The Dune CLI & Skills extends that same access to terminal-native agents such as Claude Code, Cursor, OpenCode, via a Go-based CLI and a bundled Skills.md file that lets any agent understand Dune’s full toolset with no custom integration required.
MPP (Machine-Protocol-Payments built by Stripe & Tempo) completes the stack. Agents can now discover tables, write DuneSQL, execute queries, and pay for results with no account, no API key, and no human in the loop.
The pattern is simple: agents should query data the way analysts think about it. Dune is building the infrastructure layer to make that real.
We used Dune’s MCP and Claude to build a prediction markets dashboard that pulls data directly from community queries on the platform with no coding involved.
Surf
Although crypto is one of the most data-rich industries, analysis across sources remains a challenge even with AI.
In most industries, data is accessible enough that AI can work with it effectively. In crypto, data is fragmented, and connecting the dots requires context that cuts across sources.
The industry’s attempt to solve this led to over-applying AI vertically. AI was layered onto existing data products, making individual platforms easier to use. Understanding one source at a time became simpler, but synthesis did not.
Comprehensive analysis requires orchestrating multiple data sources, agents, and models around a single objective. Optimizing for one piece of the puzzle adds to the fragmentation rather than resolving it.
As this trend of verticalization accelerates, so will demand for products that take a different approach. Surf is building AI designed for crypto and capable of reasoning across all of its data.
Using Surf Studio, a chatbot-style interface, we built a Hyperliquid dashboard highlighting HIP-3 and HIP-4 testnet data with only language prompts.
Token Terminal
AI assistants make it possible to query onchain data by chatting, removing the need for manual workflows such as navigating dashboards, exporting data, or writing queries.
However, this introduces a constraint: human queries are ambiguous, while data systems require precise definitions. Without a mechanism to translate intent into machine-readable instructions, the model cannot reliably map questions to data, resulting in inconsistent outputs.
This limitation is compounded by context constraints in the underlying language models, which cannot reason over a complex data system’s full structure in a single pass.
Token Terminal MCP addresses this through an intermediate reasoning layer. User queries are first processed by an offline discovery system that maps intent to a structured taxonomy spanning market sectors, projects, metrics, and methodologies. This resolves ambiguity before any query is executed.
The result is a deterministic interface between natural language and structured data. The model operates within the constraints of a system of record, enabling reliable access to standardized onchain data.
We explored Token Terminal’s MCP and produced a comprehensive non-USD stablecoins dashboard. Although the project is still experimental, it is already one of the most extensive dashboards tracking local stablecoins available today.
Closing Thoughts
The infrastructure connecting AI agents to onchain systems is still early, but the direction is clear. Payment rails, data access layers, and agent-native protocols are moving from whitepaper concepts to functional deployments.
Unlike traditional tools built around human workflows, this new layer is optimized for machine consumption. Data providers across the ecosystem are actively experimenting with these integrations.
At the same time, the role of human analysts remains central. AI can accelerate research workflows, assist with data exploration, and automate parts of the analytical process. But effective research still depends on asking the right questions and interpreting results within the right context.
The opportunity ahead is not replacing analysts, but expanding what they can do. As these tools mature, the bottleneck shifts from data access to problem framing. Researchers who use that leverage well will move faster, cover more ground, and extract clearer signal from the onchain economy.

• [RECORDS]
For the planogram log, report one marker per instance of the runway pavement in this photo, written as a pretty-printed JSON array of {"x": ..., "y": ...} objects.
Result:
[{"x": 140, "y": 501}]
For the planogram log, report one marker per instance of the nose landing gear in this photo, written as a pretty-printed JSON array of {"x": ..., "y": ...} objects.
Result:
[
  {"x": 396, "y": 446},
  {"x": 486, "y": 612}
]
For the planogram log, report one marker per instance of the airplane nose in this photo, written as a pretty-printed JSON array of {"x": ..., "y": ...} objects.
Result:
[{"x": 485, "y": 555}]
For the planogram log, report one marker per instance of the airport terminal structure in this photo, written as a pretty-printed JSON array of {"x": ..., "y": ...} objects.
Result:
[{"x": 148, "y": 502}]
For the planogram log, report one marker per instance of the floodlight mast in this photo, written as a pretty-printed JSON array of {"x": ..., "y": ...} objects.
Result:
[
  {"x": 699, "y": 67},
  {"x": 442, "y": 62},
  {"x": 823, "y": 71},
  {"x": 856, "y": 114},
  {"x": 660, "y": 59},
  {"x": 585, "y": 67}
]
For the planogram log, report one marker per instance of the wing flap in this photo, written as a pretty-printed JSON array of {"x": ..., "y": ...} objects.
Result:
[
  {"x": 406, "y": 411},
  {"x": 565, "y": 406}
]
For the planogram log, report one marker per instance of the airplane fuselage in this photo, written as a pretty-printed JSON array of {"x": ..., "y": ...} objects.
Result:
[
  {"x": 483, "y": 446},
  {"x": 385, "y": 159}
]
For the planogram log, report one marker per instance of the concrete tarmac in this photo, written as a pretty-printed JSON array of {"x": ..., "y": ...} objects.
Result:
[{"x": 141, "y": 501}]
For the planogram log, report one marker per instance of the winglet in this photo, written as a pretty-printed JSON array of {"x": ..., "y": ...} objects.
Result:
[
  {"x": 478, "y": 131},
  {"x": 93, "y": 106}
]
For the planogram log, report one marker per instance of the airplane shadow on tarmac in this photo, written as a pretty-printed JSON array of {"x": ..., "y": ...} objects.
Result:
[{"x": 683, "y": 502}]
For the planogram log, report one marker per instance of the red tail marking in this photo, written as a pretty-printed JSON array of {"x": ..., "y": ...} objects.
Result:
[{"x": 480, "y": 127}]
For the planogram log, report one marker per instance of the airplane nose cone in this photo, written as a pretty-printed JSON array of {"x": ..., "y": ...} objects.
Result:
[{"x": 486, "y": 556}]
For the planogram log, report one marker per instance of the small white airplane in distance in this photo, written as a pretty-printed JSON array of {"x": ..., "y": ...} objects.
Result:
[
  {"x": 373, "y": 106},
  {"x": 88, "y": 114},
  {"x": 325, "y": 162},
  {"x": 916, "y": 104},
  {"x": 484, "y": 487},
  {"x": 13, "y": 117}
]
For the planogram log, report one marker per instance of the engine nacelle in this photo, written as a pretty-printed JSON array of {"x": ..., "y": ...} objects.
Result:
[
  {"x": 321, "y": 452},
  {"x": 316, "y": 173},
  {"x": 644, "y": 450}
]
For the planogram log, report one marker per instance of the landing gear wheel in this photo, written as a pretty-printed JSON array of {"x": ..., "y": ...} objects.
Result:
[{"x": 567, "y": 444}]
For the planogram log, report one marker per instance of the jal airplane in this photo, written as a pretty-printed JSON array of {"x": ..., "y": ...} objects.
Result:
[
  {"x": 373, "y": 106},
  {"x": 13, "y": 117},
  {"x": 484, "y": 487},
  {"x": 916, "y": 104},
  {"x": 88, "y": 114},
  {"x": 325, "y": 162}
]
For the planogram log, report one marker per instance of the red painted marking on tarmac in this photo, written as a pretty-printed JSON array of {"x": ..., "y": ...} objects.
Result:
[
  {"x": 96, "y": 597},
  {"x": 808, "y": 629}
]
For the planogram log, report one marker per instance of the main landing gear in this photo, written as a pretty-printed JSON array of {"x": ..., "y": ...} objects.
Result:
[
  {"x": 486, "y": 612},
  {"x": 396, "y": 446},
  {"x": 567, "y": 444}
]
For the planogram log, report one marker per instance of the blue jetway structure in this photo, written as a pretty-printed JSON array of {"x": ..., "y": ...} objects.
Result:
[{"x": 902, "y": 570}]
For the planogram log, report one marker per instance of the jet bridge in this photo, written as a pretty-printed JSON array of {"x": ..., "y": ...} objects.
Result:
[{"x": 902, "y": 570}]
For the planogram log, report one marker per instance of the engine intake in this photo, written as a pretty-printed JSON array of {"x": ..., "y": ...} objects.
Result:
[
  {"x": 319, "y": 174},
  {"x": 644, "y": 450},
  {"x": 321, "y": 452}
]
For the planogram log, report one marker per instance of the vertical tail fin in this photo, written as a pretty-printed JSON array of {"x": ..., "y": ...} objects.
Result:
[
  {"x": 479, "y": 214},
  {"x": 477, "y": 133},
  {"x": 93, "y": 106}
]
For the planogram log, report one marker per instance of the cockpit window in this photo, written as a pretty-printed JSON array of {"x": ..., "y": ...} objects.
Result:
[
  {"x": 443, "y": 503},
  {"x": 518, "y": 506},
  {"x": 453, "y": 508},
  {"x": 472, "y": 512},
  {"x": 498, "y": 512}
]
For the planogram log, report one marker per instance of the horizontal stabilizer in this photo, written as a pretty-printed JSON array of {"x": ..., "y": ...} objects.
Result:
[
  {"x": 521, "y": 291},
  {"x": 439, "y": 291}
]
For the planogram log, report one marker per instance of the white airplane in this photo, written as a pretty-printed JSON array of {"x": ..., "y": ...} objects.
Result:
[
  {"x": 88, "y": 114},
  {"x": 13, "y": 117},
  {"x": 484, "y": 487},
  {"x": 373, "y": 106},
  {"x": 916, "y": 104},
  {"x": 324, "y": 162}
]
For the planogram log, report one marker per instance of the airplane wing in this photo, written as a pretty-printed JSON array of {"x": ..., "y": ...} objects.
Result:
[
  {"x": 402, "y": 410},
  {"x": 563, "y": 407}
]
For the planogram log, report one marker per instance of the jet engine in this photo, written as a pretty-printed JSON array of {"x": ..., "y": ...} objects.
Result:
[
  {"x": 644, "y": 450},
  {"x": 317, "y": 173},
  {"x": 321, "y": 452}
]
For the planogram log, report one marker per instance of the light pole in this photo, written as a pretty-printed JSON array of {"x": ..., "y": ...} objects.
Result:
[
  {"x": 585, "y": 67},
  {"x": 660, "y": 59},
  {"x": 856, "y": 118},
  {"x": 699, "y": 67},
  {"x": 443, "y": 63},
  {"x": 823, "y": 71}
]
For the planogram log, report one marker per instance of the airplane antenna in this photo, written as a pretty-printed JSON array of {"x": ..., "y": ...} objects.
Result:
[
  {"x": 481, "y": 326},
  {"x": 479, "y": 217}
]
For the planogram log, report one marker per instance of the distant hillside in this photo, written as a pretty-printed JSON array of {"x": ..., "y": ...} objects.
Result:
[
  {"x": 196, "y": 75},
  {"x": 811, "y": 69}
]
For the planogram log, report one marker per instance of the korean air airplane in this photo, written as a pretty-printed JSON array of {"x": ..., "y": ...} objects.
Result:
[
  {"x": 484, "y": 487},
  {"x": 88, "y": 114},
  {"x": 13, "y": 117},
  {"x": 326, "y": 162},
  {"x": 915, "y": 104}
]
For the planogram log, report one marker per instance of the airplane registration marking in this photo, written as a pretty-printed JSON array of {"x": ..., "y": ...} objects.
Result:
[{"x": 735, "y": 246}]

• [EXERCISE 1]
In the text on AI data tools, rewrite the passage starting at "The Dune CLI" and ending at "even with AI.", with "prediction markets dashboard" updated to "prediction markets tracker".
• [EXERCISE 2]
Render this sentence from the text on AI data tools in Spanish: "The pattern is simple: agents should query data the way analysts think about it."
Disregard the listing; it has no role in this work.

• [WRITTEN REPLY 1]
The Dune CLI & Skills extends that same access to terminal-native agents such as Claude Code, Cursor, OpenCode, via a Go-based CLI and a bundled Skills.md file that lets any agent understand Dune’s full toolset with no custom integration required.
MPP (Machine-Protocol-Payments built by Stripe & Tempo) completes the stack. Agents can now discover tables, write DuneSQL, execute queries, and pay for results with no account, no API key, and no human in the loop.
The pattern is simple: agents should query data the way analysts think about it. Dune is building the infrastructure layer to make that real.
We used Dune’s MCP and Claude to build a prediction markets tracker that pulls data directly from community queries on the platform with no coding involved.
Surf
Although crypto is one of the most data-rich industries, analysis across sources remains a challenge even with AI.

• [WRITTEN REPLY 2]
El patrón es simple: los agentes deberían consultar los datos de la manera en que los analistas piensan en ellos.